**** TESTO DELLA PAGINA
15 aprile 2019, Nena News
L’opposizione, raccolta nelle “Forze per la libertà e il cambiamento”, fa sapere che non lascerà il presidio di protesta fuori il ministero della difesa finché non avrà avuto quanto chiede. Il Consiglio transitorio, intanto, annuncia nuove nomine.

Un governo transitorio formato da civili. E’ la richiesta ribadita ieri dall’Associazione dei professionisti sudanesi (Spa), protagonista delle proteste in Sudan. Spa ha anche fatto sapere che eserciterà “tutte le forme pacifiche di pressione per raggiungere gli obiettivi della rivoluzione”. Che tradotto vuol dire: continuerà a restare in piazza a protestare insieme a migliaia di sudanesi finché non otterrà quello che chiede. Del resto la situazione nello stato africano resta molto fluida: ieri il Consiglio militare che ha rimpiazzato giovedì il presidente al-Bashir (da 30 anni al potere del Paese) ha annunciato ieri alcune decisioni: in primo luogo il pensionamento del ministro della Difesa Awad Ibn Auf che, insieme al suo vice, aveva annunciato venerdì le sue dimissioni come capo del Consiglio transitorio. Un incarico che aveva assunto il giorno dopo la deposizione di al-Bashir. Il Consiglio ha anche nominato il generale Abu Bakr Mustafa a capo dell’Intelligence al posto di Salah Abdallah Mohammed Saalh, conosciuto come Salah Gosh, che si era ritirato venerdì. Per ora, invece, non ha trovato un sostituto ad Ibn Auf.
********
**** DATI REGISTRATI
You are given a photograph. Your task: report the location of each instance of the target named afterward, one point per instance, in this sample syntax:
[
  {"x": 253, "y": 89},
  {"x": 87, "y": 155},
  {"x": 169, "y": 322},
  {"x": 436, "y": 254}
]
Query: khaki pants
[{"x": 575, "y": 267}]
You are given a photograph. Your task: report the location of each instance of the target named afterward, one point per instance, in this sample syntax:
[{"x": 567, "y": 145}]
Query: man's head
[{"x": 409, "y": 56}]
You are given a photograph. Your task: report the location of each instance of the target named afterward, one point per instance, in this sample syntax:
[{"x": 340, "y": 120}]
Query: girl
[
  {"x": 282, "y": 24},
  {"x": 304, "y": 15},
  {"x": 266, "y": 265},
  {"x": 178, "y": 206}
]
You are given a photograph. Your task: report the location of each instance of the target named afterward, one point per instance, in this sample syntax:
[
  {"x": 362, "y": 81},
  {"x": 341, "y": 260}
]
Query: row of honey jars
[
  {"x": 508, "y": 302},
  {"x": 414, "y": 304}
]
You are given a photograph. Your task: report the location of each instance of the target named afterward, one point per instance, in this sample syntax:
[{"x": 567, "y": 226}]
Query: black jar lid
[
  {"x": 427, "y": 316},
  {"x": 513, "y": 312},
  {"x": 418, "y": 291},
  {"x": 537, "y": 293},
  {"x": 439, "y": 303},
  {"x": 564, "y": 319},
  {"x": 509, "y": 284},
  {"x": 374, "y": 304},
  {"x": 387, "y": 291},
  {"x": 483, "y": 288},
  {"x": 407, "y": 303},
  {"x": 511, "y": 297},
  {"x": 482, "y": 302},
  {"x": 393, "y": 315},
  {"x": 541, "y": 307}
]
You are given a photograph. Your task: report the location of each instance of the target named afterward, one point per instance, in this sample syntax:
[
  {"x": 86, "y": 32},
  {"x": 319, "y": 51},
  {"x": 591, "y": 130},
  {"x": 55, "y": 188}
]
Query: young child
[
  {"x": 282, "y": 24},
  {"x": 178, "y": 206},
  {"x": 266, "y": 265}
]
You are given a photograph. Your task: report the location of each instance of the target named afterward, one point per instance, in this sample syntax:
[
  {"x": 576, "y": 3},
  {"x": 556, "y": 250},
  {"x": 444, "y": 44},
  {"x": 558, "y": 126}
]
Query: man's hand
********
▸ COSA FARE:
Prosegui l'articolo sulle proteste in Sudan, riprendendo subito dopo la sua ultima frase. Il materiale non ha alcun legame con l'articolo sulle proteste in Sudan.

▸ RISULTATO DELL'ESERCIZIO:
I militari in Sudan al momento stanno usando toni conciliatori: ieri il portavoce del Consiglio Shams el-Din Kabbashi ha fatto sapere in conferenza stampa che la loro intenzione è quella di lavorare per formare un governo civile e di collaborare con i gruppi. “La palla ora è nel campo delle forze politiche [dell’opposizione] – ha detto Kabbashi – Se sono pronti ad approvare qualcosa oggi [ieri, ndr], noi siamo pronti ad implementarlo”.
Un altro rappresentante del Consiglio, il Generale Omar Zaind al-Abideen, ha invece fatto sapere all’opposizione che avrà una settimana di tempo per inviare i suoi suggerimenti. L’atteggiamento, almeno apparentemente conciliatorio dell’esercito è stato confermato anche dalle dichiarazioni del Tenente generale Abdel Fattah al-Burhan secondo cui il Consiglio ha invitato i principali partiti d’opposizione e gli organizzatori delle mobilitazioni di questi mesi ad incontrarsi con i militari. Un incontro a cui le “Forze per la libertà e il cambiamento” – un gruppo formato dallo Spa e dai partiti politici d’opposizione – dicono però di non essere stati mai invitati. “Invieremo le nostre proposte di governo al consiglio militare” ha dichiarato un rappresentante dello Spa alla Reuters. Senza le forze dell’opposizione, il vertice sarà completamente inutile: a prendervi parte, infatti, saranno solo politici e parlamentari ritenuti vicini ad al-Bashir e verranno pertanto eluse le richieste dei dissidenti.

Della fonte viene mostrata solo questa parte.